Concurrent Connections Requests/sec Performance
100 39,565.85 Baseline
500 55,934.55 +41.4%
1000 78,091.55 +97.3%
2000 73,075.56 +84.7% Peak
5000 71,508.89 +80.7%

Extended Duration Test

Test Duration Avg Requests/sec Stability
1 minute 46,706.94 Stable
5 minutes 47,831.58 Consistent
10 minutes 48,858.91 Sustained

Memory Stability Test (5-minute sustained load)

Initial memory usage: 1,680KB
Final memory usage:   1,680KB
Memory growth:        0% (0KB increase)
Maximum memory:       1,680KB
Status:              No memory leaks detected

Comparison with Industry Standards

Server Peak Requests/sec Sustained Req/s Memory Usage Stability
This Server 78,091.55 48,858.91 1.7MB 0% growth
Nginx ~45,000 ~40,000 ~25MB Stable
Apache ~25,000 ~20,000 ~100MB Variable

Performance Advantages:

  • 73% faster peak performance than Nginx
  • 212% faster peak performance than Apache
  • Exceptional memory efficiency at 1.7MB (15x better than Nginx)
  • Perfect memory stability with zero growth under sustained load

Performance Optimization - Log Reduction Impact

High-Load Error Handling Optimization

During stress testing, the server was producing excessive error logging for normal race condition scenarios that occur in high-concurrency environments. These logs were impacting performance by creating unnecessary I/O overhead.

Technical Background

The following error messages are normal and expected under high load in multithreaded scenarios:

Race Condition Errors:

  • [Response] fd=X ERROR: Connection already closed (server.cpp:377)
════════════════
» **WORK TO DO**:
A - List every concurrent connection count tested in the server benchmark excerpt.
B - In the server benchmark excerpt, what approximate memory usage is given for Nginx?
════════════════
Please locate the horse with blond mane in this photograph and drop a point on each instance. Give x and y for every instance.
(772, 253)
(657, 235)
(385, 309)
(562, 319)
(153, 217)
════════════════
» **EXPECTED ANSWERS**:
A - 100, 500, 1000, 2000, 5000

B - About 25MB